- [Problem description] Rescale the material from the line with "Expected: one point per instance of the blue" through the last line, inclusive, and write out only those lines again, requests included. Multiply every point coordinate in the answers by 2.25, rounding to whole numbers with halves rounded up, and leave the numbers in the requests and their sample forms as they are.

- [Recorded information]
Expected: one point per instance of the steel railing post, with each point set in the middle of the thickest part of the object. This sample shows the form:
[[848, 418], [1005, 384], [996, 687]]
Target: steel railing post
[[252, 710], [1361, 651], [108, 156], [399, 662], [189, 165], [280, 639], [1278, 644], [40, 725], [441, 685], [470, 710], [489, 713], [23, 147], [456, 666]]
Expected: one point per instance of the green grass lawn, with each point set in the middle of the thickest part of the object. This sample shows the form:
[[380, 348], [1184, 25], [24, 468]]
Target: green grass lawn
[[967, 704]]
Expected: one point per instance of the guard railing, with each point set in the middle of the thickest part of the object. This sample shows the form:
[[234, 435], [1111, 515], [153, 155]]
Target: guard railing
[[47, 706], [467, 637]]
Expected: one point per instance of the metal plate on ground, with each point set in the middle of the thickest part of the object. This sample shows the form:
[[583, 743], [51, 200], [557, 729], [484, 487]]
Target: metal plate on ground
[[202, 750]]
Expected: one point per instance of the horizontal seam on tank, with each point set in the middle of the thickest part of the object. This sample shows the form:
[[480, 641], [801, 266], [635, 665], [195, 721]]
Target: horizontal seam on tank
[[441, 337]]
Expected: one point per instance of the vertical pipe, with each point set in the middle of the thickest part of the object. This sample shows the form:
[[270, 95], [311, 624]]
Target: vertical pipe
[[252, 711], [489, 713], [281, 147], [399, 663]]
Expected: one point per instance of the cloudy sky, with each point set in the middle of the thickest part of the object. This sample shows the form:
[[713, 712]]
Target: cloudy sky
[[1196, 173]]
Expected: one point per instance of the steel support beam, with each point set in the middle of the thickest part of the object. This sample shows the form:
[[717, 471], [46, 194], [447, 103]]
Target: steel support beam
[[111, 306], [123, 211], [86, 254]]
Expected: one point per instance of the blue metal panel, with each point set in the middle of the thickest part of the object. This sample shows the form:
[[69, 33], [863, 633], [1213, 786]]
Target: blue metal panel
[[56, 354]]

- [Worked solution]
Expected: one point per instance of the blue metal panel, with each point set in the middle of the thickest part of the object. This sample shows the form:
[[69, 33], [863, 633], [1213, 786]]
Target: blue metal panel
[[126, 797]]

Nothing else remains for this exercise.